Given problem: Repeat every entry word for word, skipping the pictures.
>> START Dataset excerpts
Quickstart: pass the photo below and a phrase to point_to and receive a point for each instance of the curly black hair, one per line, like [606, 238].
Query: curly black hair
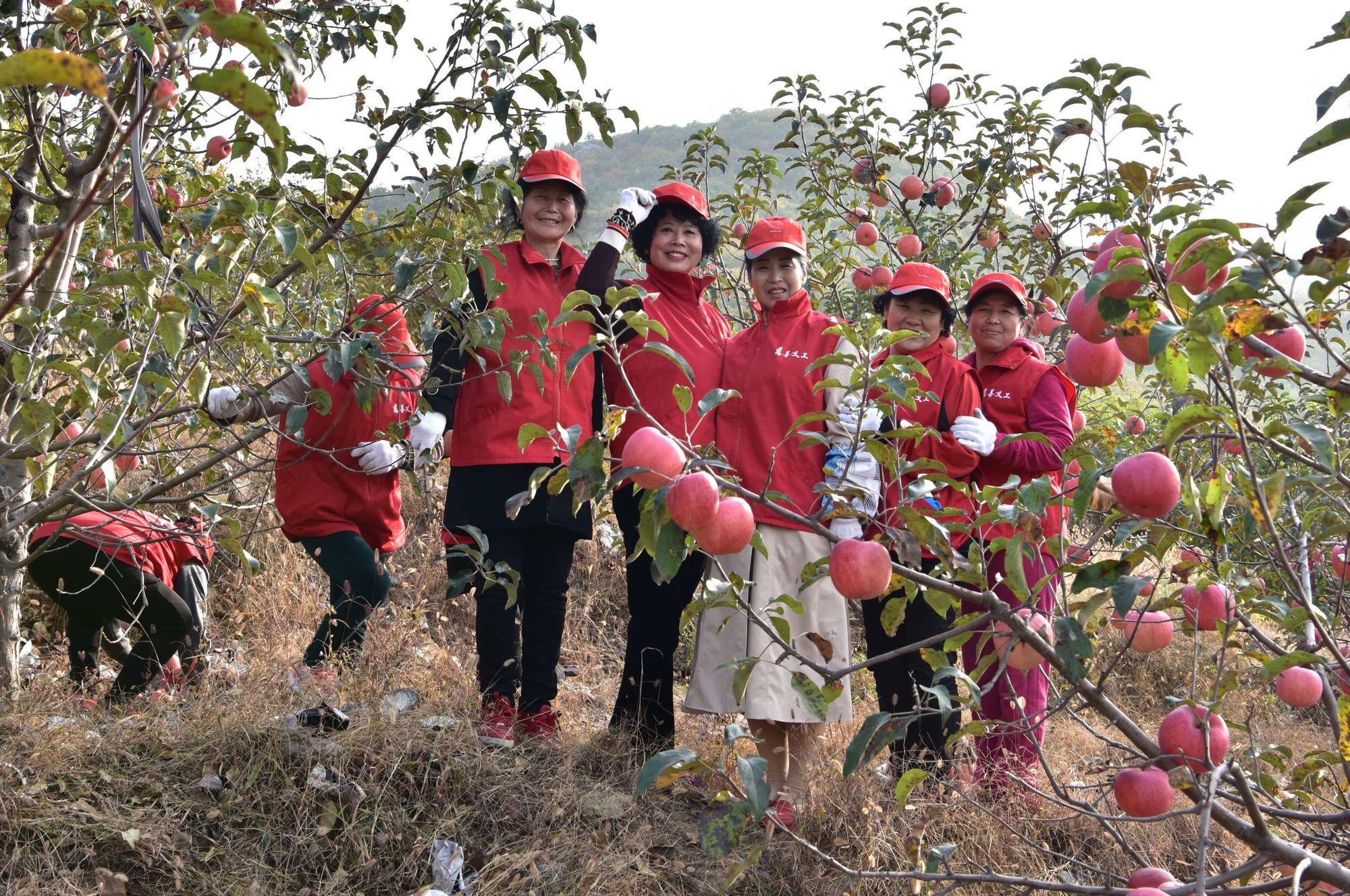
[511, 211]
[881, 300]
[643, 234]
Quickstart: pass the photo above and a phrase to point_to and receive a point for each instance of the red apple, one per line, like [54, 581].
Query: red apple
[1181, 735]
[1298, 686]
[1093, 364]
[692, 501]
[651, 449]
[861, 570]
[1143, 793]
[731, 530]
[1289, 341]
[1021, 655]
[1205, 608]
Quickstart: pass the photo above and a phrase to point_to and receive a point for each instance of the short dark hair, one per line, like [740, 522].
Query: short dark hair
[511, 211]
[882, 300]
[643, 234]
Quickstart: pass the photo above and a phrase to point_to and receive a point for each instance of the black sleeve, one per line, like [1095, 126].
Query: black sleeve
[449, 358]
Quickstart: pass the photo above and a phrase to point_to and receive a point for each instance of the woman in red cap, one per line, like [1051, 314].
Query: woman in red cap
[1021, 393]
[673, 233]
[770, 365]
[919, 300]
[489, 396]
[130, 566]
[337, 473]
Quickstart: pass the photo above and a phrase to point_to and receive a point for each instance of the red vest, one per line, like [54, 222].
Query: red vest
[767, 364]
[697, 333]
[487, 427]
[958, 391]
[1009, 383]
[321, 493]
[137, 538]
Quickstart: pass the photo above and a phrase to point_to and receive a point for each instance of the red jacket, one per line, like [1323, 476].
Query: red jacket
[697, 333]
[487, 427]
[767, 364]
[137, 538]
[321, 493]
[1010, 383]
[958, 391]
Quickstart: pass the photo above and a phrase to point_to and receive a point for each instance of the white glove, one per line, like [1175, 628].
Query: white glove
[379, 457]
[847, 528]
[975, 432]
[851, 408]
[426, 437]
[223, 403]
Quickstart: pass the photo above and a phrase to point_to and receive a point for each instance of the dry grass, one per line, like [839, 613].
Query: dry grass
[534, 821]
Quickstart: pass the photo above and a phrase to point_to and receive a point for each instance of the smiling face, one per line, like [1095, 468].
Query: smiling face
[921, 312]
[677, 246]
[776, 275]
[996, 322]
[549, 213]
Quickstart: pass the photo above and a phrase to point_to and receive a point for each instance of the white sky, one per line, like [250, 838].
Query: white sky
[1240, 71]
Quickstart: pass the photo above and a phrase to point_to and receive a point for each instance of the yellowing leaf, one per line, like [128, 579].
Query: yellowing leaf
[53, 67]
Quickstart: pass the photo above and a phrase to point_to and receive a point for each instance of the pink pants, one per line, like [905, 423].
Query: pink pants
[1017, 700]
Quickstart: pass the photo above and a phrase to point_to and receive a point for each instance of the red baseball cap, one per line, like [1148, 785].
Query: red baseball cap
[553, 165]
[685, 194]
[913, 277]
[998, 281]
[776, 233]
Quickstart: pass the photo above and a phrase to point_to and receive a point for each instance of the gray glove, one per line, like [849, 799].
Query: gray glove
[379, 457]
[977, 434]
[426, 438]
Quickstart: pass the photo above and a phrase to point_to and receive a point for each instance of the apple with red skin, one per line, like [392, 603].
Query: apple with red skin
[218, 149]
[912, 187]
[731, 530]
[1021, 655]
[1085, 319]
[1147, 485]
[1181, 735]
[1205, 608]
[1289, 341]
[1298, 686]
[1093, 364]
[692, 501]
[651, 449]
[861, 570]
[1143, 793]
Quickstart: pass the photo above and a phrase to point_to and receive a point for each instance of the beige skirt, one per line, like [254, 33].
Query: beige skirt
[728, 634]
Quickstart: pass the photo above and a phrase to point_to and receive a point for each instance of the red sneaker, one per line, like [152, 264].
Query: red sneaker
[782, 813]
[541, 725]
[497, 723]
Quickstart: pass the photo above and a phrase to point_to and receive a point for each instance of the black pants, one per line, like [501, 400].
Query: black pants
[519, 646]
[900, 679]
[358, 582]
[646, 702]
[92, 588]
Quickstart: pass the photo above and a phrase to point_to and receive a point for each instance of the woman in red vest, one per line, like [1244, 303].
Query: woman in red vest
[673, 234]
[1021, 393]
[130, 566]
[338, 478]
[770, 365]
[920, 300]
[489, 396]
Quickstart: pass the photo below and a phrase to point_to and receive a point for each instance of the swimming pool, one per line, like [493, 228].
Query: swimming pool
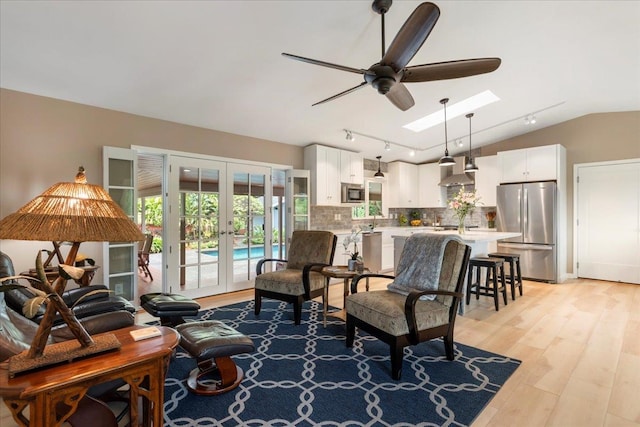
[241, 253]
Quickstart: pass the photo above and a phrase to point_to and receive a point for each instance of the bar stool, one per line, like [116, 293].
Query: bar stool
[491, 288]
[515, 274]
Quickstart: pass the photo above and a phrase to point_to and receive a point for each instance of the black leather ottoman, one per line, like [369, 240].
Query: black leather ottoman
[170, 308]
[212, 343]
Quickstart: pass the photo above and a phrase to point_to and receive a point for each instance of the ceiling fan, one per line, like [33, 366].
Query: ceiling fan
[389, 75]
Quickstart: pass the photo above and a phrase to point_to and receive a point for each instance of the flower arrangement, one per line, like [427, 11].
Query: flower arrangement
[354, 238]
[491, 219]
[463, 203]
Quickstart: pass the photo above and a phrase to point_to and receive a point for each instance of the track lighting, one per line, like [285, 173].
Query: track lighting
[470, 165]
[378, 174]
[349, 136]
[446, 160]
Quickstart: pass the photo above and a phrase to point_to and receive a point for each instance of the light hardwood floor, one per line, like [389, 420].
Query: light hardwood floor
[579, 343]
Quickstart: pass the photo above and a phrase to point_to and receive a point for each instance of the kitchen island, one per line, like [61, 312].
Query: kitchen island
[478, 240]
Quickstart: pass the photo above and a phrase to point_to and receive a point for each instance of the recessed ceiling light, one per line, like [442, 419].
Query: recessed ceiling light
[470, 104]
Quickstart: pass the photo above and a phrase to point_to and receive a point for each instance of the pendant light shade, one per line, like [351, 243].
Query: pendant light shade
[446, 160]
[378, 174]
[470, 165]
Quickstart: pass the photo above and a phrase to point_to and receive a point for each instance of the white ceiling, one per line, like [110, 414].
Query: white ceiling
[218, 65]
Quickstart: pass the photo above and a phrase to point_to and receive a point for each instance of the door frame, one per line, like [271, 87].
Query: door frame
[137, 149]
[576, 174]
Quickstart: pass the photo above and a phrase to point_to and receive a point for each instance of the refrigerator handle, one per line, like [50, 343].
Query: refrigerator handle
[525, 206]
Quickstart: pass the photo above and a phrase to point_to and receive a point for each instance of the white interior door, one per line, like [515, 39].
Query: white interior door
[120, 259]
[608, 221]
[248, 229]
[197, 227]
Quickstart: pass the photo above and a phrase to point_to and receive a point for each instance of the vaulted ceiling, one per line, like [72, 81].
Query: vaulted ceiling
[218, 65]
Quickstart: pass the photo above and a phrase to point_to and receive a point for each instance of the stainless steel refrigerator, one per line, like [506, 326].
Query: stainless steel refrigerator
[531, 209]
>> END Dataset excerpts
Answer to the task:
Quickstart: pass the photo below and a phrase to point_to and receive a point for each instance of the curly black hair, one per line, like [606, 238].
Query: curly black hair
[511, 211]
[881, 300]
[643, 234]
Quickstart: pass the photo above and a phrase to point_to and receive a point for each instance of the red apple, one per line, like [54, 581].
Query: red apple
[1181, 735]
[1298, 686]
[1093, 364]
[692, 501]
[651, 449]
[861, 570]
[1143, 793]
[731, 530]
[1289, 341]
[1021, 655]
[1205, 608]
Quickstart: pass the photo above and a phrase to point_to and receive a point for each instance of the short dark hair, one per line, like [740, 522].
Query: short dark hair
[511, 211]
[882, 300]
[643, 234]
Quickstart: pass the photo above and a phrase to point_to and receive a point for each instance of the black sleeve, one per line, like [1095, 126].
Query: black sleeve
[449, 358]
Quickstart: pass the photo above and a phrase to point_to and receive a point for each instance of the woman in red cap, one per line, like [1051, 314].
Query: woman in red cap
[1021, 393]
[673, 233]
[770, 365]
[919, 300]
[489, 396]
[130, 566]
[337, 473]
Quickstart: pass the photo above and a phrase to point_to and receive a point for each instance of the red vest, one per line, like [54, 222].
Query: red vest
[767, 364]
[697, 333]
[487, 427]
[958, 391]
[1009, 383]
[321, 493]
[137, 538]
Quickstart: pass the photo above and a phrase to point_to and receive a point for each instance of the red jacket, one per line, like [1323, 476].
Query: red jacket
[697, 333]
[487, 427]
[767, 364]
[137, 538]
[321, 493]
[1010, 383]
[958, 391]
Quickstart: pass the photo above and a phrase to point_to and receive a point for each instance of the white glove, one per line, like [1175, 628].
Query: white glove
[379, 457]
[847, 528]
[975, 432]
[851, 408]
[426, 437]
[223, 403]
Quickstart: pass the photo above and a phrase to point_to and receive a point for each instance of the dry grass, one per line, like [839, 613].
Query: dry grass
[534, 821]
Quickstart: pass the photo above and a phrase to point_to and receive a point for each instance of the smiling face, one per line, like [1095, 468].
Query: smiling face
[921, 312]
[677, 246]
[776, 275]
[996, 322]
[549, 213]
Quickstart: pass the photo above and a phrase to point_to and receive a point for each instance of the white sky, one per line, like [250, 838].
Query: white sky
[1240, 71]
Quickstart: pass the photo above and a phrase to point_to and receive a point for each instance of the yellowing leaf, one per line, like [128, 579].
Query: yellowing leaf
[53, 67]
Quickstart: pass the photo above and a phrase to point_to and receive a point for each instance of the pink pants, one per line, like [905, 423].
Query: pink pants
[1017, 700]
Quickstart: pass the photo above and a phrase to point_to and receive a point for each instance of the red baseball cap, one per line, like [1148, 785].
Query: red baseball cap
[553, 165]
[685, 194]
[913, 277]
[998, 281]
[776, 233]
Quickstart: pass the photo above and a phrase to point_to and receive a point for each instance of the gray glove, one per line, like [849, 799].
Query: gray glove
[379, 457]
[977, 434]
[426, 438]
Quickstart: pass the photo above and a phrase to point_to and receive a point for each instance of the apple with red skin, one per line, like [392, 603].
Query: apple with red skin
[218, 149]
[912, 187]
[731, 530]
[1021, 655]
[1085, 319]
[1147, 485]
[1181, 735]
[1205, 608]
[1289, 341]
[1298, 686]
[1093, 364]
[692, 501]
[651, 449]
[861, 570]
[1143, 793]
Quickstart: pass the photo above and a phrase to point_to and receive a point for each instance of the beige skirt, one per line, like [254, 33].
Query: beige skirt
[728, 634]
Quickstart: pass the photo above and a phrase to point_to and receive a point for each instance of the red sneaker, one per line, like [152, 264].
Query: red sneaker
[782, 813]
[541, 725]
[497, 723]
Quickstart: pass the photo above and a phrase to point_to and receive a point for each instance of the black pants, one per line, like [501, 400].
Query: black pants
[519, 646]
[900, 679]
[358, 582]
[646, 702]
[92, 588]
Quickstart: pass the photo above and a phrase to point_to and receive a point for each instance of the woman in red vest, one per line, like [1244, 303].
Query: woman in red vest
[673, 234]
[1021, 393]
[130, 566]
[338, 478]
[770, 365]
[920, 300]
[489, 396]
Quickstart: pass the photo below and a phrase to point_to and receive a point for each instance of the swimming pool, one per line, like [493, 228].
Query: swimming pool
[241, 253]
Quickstart: pass the photo above and a phrase to point_to and receive a point for each instance of the bar stool, one per line, like [116, 293].
Query: bar stool
[491, 288]
[515, 274]
Quickstart: pass the photo above and a phrase to point_to and receive a point for each instance of the black leather ottoman, one per line, like [369, 240].
Query: black leather ottoman
[170, 308]
[212, 343]
Quickstart: pass the photo above and a phrase to point_to and receive a point for each instance of the ceiling fan, one per line, like [33, 366].
Query: ceiling fan
[389, 75]
Quickstart: pass the photo above and a phrase to point_to and receive a point for each instance of the flower arrangement, one per line, like [427, 11].
Query: flower arrangement
[354, 238]
[491, 219]
[463, 203]
Quickstart: pass the photo above and a phrase to point_to and receive a point for each instance of the track lighting, one per line, like [285, 173].
Query: track lighting
[470, 165]
[378, 174]
[349, 136]
[446, 160]
Quickstart: pass the photo above and a phrase to point_to and receive a point for each instance of the light hardwood floor, one per line, like [389, 420].
Query: light hardwood floor
[579, 343]
Quickstart: pass the photo above and a phrase to point_to and receive a point for each instance of the kitchen island, one per line, like [61, 312].
Query: kitchen island
[478, 240]
Quickstart: pass the photo above and a phrase to point_to and receive a point for each instance of the recessed ceiling light, one per line, like [442, 419].
Query: recessed ceiling light
[470, 104]
Quickstart: pass the photo above and a phrase to point_to and receive a point for each instance of the pendant light shade, one per line, like [351, 243].
Query: pendant light shade
[446, 160]
[378, 174]
[470, 165]
Quickstart: pass the photo above and a phrase to point_to and receive a point for each instance of the white ceiling, one per line, like [110, 414].
Query: white ceiling
[218, 65]
Quickstart: pass the photo above and a phrase to point_to and receive a point for each instance of the door frame, one per line, like [271, 87].
Query: door frame
[137, 149]
[576, 174]
Quickstart: pass the photo above and a phrase to point_to and receive a point for each instance of the refrigerator handle, one per line, like [50, 343].
Query: refrigerator handle
[525, 206]
Quickstart: pass the photo above and a phrase to point_to and receive a point for each instance of the white interior door, one per line, like [515, 39].
Query: white interior door
[120, 259]
[608, 221]
[248, 229]
[197, 227]
Quickstart: pass the photo above and a phrase to point_to and receive a point for each instance of the vaulted ceiling, one per line, like [72, 81].
Query: vaulted ceiling
[218, 65]
Quickstart: pass the photo above and a phrase to point_to and receive a point for each instance of the stainless steel refrigerator, one per line, like [506, 326].
Query: stainless steel refrigerator
[531, 209]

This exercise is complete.